Reproduce every line of the material below verbatim, leaving out the pictures.

___ INFORMATION PROVIDED

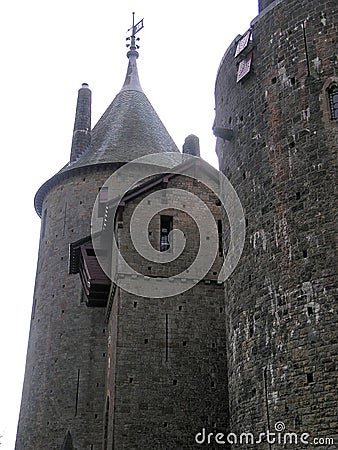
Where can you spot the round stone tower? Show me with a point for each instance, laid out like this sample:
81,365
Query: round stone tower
277,125
64,387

______

FULL SOLUTION:
Where can you spot the round stone tower? Show me with a point for each instance, laid out like this sample:
81,365
Query: round stone tower
277,125
64,387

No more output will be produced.